List of tasks:
[1] Does the dbt walkthrough agree with each statement? (a) The post covers dbt development through dbt Cloud. (b) A dbt project organizes data through tables and keys. (c) A dbt project has four key components. For each, answer yes or no and quote the deciding words of the walkthrough.
[2] Write out the part of the dbt walkthrough that opens with the words containing "In this post" and closes with "your raw data.".

Text to read:
------------------------------

Data Analytics Company | South Shore Analytics

A sample DAG from our NHL project — showing the connections and flow of models within dbt

Welcome back to our series where we are sharing a step by step walkthrough of our data stack development process. In the previous iteration of this series we walked through how to initialize your selected Data Warehouse and connect it with your live data source(s) using an AirByte pipeline. If you have not read this or have not already set up your Data Warehouse and raw data pipeline, we highly recommend checking that out here before diving into data structuring and transformations.

In this post we will be discussing the Transformation portion of an ETL data stack — focusing on the deployment of Data Build Tool (dbt) to validate, clean, and organize raw data into production quality datasets. As we covered in Part 1 of our series, dbt is a widely compatible data transformation tool that provides a framework for structuring transformation workflows — allowing users to write modular SQL scripts that follow a defined build dependency order. These automated workflows ensure that transformations are validated and deployed consistently, with detailed lineage tracking that provides transparency into how datasets are created and interrelated.

Put simply, dbt operates on top of your data warehouse, allowing you create new tables or views in your database by running SQL queries on your raw data.

With built-in features like automated testing, version control integration, and documentation generation, dbt enables reliable, transparent, and organized data pipelines. We will dive into how to properly structure your project to ensure you benefit from scalability and operational efficiency offered by dbt as your business grows and data needs evolve. Just as with planning your data stack, it’s essential to start with a clear vision of your analytical goals and end-user needs. A well-defined ‘road map’ ensures effective data transformation and delivery for your stakeholders.

Configuring your dbt Environment

To get started with dbt, create your free account on www.getdbt.com. This needs to be done regardless of what method of implementation you have chosen for dbt, but we will be covering development via dbt Cloud. Once you have confirmed your account, you will be prompted to connect to your data warehouse(s) and a GitHub repository. In the event you run into an issue, dbt provides live documentation to direct you to finding the correct account information and desired authentication for your warehouse and version control account. These steps are rather straightforward but crucial since this sets your project repository, and this development connection to your warehouse will be the database engine that runs your project — dictating the SQL dialect you will need to use. It is also important to use the account you had pre-designated in Snowflake (or your other warehouse of choice) for dbt’s compute resources as this will make tracking expenses and performance easier for your live pipeline. The Production environment we will create later for our deployment job will be based on this connection, so ensure that it is configured to utilize the resources you set aside for it.

Once initialized, dbt sets up your project with a basic folder structure that is ready for development. Unlike relational databases that organize data through tables and keys, a dbt project relies on files, folders, and consistent naming conventions. To ensure effective data transformation, your project’s structure must be clear and purposeful — guiding how transformations are grouped and directed. The goal is to transform source-conformed data into business-conformed data that is tailored to the needs of your business and its end users.

A dbt project has three key components: the Directed Acyclic Graph (DAG), the folder and file structure, and the output to the warehouse. Building a clear chain of models simplifies troubleshooting by isolating errors to specific operations — avoiding the confusion of a single block of faulty SQL code.

------------------------------

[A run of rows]
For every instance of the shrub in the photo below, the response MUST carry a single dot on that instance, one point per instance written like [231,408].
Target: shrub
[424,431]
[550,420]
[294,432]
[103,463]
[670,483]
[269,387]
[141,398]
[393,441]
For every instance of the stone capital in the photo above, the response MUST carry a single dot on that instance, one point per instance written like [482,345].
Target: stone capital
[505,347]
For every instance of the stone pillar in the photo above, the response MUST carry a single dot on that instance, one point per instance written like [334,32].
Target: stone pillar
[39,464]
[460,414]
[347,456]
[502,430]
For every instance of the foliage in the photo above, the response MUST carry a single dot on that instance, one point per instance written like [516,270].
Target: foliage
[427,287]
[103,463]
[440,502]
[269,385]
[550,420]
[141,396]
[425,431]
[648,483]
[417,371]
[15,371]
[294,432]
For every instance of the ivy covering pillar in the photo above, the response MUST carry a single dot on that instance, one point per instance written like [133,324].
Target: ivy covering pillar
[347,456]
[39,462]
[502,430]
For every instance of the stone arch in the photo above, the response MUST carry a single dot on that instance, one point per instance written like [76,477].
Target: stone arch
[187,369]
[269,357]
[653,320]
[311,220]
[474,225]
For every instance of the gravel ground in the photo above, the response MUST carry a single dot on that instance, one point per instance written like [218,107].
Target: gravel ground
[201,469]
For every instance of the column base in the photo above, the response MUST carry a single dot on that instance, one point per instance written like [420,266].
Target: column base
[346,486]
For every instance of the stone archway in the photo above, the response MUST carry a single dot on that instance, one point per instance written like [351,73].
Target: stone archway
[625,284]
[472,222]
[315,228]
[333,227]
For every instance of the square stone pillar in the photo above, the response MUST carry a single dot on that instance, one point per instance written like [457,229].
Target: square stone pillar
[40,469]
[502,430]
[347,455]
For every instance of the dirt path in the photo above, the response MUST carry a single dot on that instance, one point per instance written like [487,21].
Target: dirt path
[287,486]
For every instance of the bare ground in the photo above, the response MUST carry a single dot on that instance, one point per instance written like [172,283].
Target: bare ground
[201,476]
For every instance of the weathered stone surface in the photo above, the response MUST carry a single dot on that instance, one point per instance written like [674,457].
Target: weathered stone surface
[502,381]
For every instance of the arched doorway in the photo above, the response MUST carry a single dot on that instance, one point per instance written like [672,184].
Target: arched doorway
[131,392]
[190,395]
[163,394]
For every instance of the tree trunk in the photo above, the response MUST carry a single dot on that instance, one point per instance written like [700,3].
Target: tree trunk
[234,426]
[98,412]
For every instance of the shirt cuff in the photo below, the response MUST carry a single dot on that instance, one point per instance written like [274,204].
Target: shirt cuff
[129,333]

------------------------------

Answers to the problems:
[1]
(a) Yes: "we will be covering development via dbt Cloud"
(b) No: "Unlike relational databases that organize data through tables and keys, a dbt project relies on files, folders, and consistent naming conventions."
(c) No: "A dbt project has three key components"

[2]
In this post we will be discussing the Transformation portion of an ETL data stack — focusing on the deployment of Data Build Tool (dbt) to validate, clean, and organize raw data into production quality datasets. As we covered in Part 1 of our series, dbt is a widely compatible data transformation tool that provides a framework for structuring transformation workflows — allowing users to write modular SQL scripts that follow a defined build dependency order. These automated workflows ensure that transformations are validated and deployed consistently, with detailed lineage tracking that provides transparency into how datasets are created and interrelated.

Put simply, dbt operates on top of your data warehouse, allowing you create new tables or views in your database by running SQL queries on your raw data.